**Material to process**
--- Start ---

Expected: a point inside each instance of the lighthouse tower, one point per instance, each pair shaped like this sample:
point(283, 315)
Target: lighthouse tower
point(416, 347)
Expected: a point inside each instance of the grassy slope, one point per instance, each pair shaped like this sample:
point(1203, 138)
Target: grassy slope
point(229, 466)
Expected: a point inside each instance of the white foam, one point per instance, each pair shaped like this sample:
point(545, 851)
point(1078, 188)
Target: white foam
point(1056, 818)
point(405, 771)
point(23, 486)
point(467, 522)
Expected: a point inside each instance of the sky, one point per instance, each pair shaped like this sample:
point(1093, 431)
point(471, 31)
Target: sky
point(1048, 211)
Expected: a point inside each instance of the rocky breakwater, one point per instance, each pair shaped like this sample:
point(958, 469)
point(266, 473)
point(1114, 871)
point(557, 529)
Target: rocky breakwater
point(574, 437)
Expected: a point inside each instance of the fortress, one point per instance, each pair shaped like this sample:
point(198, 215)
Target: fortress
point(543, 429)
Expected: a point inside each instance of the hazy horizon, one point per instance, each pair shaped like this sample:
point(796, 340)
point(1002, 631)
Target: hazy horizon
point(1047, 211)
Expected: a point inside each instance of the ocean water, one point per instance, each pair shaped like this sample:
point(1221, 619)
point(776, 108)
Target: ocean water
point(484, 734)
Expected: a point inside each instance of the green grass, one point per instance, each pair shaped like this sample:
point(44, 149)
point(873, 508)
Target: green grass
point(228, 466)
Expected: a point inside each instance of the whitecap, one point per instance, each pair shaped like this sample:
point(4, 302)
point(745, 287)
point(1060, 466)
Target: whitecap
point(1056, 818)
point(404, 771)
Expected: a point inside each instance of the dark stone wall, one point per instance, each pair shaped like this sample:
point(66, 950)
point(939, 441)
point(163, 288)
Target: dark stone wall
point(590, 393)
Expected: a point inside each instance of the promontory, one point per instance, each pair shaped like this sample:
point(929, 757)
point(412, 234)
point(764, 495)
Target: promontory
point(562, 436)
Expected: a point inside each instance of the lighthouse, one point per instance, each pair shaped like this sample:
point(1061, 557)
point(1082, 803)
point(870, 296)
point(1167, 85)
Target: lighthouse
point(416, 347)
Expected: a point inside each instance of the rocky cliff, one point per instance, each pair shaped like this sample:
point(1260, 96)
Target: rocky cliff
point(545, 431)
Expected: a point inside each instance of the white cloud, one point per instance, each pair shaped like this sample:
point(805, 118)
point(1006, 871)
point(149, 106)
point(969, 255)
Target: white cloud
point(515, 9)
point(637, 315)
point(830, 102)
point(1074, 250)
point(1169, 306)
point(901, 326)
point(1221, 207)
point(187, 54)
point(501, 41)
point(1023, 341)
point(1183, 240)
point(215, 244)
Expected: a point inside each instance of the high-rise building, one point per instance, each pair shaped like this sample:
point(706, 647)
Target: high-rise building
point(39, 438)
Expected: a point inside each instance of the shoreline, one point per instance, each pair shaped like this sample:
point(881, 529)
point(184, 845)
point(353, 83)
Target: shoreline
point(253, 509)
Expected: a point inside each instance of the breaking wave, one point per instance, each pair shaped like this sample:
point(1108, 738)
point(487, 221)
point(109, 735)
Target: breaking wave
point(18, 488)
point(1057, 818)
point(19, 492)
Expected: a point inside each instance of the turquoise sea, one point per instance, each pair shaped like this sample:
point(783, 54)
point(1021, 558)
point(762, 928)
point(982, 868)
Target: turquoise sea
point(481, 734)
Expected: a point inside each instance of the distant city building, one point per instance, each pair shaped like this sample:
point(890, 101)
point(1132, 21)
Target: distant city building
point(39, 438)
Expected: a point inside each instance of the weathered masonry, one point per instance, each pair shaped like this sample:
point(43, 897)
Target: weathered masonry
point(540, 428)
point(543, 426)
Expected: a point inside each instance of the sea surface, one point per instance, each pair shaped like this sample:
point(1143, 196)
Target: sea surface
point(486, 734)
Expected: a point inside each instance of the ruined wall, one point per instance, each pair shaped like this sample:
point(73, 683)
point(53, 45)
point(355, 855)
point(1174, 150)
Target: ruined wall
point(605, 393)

--- End ---

**Exercise requirements**
Recast the part that opens with the line containing "Expected: a point inside each instance of the sea" and closes with the last line above as a numbered list, including both of those lines and dropping any blank lines.

**Task result**
1. Expected: a point inside each instance of the sea surface, one point per instance, each pair shaped like this sample:
2. point(1143, 196)
3. Target: sea surface
4. point(486, 734)
5. Expected: a point inside each instance of the ruined wall, one point per instance, each pair shaped like this sample:
6. point(73, 683)
7. point(53, 45)
8. point(355, 855)
9. point(1174, 150)
10. Target: ruined wall
11. point(605, 393)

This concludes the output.